**GIVEN INSTRUCTION:**
Reproduce word for word every line of the records from the line with "Target — weir" through the end of the records.
+ + + + + + +
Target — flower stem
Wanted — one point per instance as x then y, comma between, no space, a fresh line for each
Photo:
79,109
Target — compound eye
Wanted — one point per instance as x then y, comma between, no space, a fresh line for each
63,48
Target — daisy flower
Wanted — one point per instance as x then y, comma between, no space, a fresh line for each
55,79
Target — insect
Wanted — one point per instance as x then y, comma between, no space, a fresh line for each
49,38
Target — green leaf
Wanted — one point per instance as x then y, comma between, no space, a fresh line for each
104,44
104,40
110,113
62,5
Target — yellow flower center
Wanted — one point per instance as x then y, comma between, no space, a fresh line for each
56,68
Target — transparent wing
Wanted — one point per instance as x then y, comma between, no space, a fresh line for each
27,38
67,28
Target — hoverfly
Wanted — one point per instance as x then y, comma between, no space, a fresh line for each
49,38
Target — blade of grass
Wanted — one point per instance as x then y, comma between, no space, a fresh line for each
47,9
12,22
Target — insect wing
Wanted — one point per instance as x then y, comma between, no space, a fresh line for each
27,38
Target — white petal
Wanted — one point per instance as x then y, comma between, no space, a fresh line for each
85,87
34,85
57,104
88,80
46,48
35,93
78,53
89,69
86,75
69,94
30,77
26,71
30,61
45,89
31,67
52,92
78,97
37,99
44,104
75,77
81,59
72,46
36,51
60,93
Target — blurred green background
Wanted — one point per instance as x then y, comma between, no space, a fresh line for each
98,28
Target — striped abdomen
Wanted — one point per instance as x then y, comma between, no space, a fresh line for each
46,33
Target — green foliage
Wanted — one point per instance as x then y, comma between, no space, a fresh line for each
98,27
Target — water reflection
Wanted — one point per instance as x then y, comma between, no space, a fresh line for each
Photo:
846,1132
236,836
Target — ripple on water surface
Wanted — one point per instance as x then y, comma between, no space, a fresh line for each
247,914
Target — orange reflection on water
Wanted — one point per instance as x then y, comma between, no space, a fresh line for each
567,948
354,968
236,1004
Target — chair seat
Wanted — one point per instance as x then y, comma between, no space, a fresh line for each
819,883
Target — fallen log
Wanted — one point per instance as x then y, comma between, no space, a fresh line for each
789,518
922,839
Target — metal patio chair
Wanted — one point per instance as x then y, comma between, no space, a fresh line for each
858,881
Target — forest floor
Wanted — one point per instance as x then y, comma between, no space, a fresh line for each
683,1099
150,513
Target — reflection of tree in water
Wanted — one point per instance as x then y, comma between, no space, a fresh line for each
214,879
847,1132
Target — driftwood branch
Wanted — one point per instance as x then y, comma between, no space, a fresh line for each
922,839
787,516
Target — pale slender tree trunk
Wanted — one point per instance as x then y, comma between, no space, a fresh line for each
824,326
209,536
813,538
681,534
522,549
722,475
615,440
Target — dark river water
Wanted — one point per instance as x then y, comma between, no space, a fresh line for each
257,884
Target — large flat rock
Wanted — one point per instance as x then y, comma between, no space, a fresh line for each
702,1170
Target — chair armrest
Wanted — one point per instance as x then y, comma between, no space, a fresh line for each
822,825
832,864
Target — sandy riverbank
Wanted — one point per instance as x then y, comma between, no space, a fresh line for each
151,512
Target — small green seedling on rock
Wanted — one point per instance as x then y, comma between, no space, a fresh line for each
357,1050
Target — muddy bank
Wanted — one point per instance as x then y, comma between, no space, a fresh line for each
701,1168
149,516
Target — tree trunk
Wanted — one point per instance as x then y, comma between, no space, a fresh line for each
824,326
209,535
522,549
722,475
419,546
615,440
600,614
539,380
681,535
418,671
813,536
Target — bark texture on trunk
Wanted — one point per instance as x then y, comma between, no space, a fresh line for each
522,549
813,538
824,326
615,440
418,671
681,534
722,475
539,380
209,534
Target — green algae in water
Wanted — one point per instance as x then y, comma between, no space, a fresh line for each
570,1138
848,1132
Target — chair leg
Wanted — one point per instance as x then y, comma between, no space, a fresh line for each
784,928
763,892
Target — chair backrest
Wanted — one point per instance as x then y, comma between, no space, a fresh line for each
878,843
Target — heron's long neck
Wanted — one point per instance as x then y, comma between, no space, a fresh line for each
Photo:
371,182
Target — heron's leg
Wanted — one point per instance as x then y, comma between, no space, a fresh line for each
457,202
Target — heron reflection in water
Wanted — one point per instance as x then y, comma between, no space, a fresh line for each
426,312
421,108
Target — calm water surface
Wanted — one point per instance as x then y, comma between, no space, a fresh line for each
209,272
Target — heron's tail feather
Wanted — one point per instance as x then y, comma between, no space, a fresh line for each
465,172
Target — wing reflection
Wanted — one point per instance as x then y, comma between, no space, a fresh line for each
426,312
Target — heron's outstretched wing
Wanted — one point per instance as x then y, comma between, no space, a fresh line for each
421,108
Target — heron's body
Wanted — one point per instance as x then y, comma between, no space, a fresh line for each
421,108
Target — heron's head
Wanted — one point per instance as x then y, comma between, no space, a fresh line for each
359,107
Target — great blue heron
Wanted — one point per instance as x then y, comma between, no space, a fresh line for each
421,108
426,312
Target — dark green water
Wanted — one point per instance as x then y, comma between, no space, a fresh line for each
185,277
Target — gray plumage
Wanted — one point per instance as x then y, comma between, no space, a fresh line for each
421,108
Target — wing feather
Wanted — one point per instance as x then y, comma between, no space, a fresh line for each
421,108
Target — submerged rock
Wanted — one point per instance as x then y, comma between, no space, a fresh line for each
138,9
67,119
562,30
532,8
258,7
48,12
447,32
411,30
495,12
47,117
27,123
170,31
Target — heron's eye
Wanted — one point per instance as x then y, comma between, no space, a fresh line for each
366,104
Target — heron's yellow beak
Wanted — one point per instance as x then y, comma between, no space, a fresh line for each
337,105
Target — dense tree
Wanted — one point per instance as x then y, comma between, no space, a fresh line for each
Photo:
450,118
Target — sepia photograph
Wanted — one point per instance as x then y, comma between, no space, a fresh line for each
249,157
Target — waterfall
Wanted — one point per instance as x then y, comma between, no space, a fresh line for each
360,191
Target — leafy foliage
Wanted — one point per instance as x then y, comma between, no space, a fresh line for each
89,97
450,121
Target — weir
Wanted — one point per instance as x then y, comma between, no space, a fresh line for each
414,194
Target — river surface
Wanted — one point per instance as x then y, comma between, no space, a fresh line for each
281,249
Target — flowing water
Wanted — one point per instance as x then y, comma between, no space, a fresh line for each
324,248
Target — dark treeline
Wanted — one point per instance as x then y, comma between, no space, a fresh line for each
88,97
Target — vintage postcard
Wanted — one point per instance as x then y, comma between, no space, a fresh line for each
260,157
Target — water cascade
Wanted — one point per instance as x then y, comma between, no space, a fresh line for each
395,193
+ + + + + + +
**THE RESPONSE:**
Target — weir
Wanted — one point per instance as x then y, comma between, no space, a fresh line for each
414,194
Target — river surface
Wanted — one point per instance as x then y, comma between, no space, a fresh line for each
281,249
Target — flowing water
Wanted — one point per instance as x then y, comma between, no space, a fresh line for each
324,248
Target — dark treeline
Wanted — one point per instance as x then y, comma between, no space, a fresh line for each
88,97
Target — vintage postcard
Wanted — one point per instance as x then y, comma between, no space, a fresh line for each
260,157
Target — water cascade
Wanted — one point per instance as x then y, comma between, no space, a fresh line for each
395,193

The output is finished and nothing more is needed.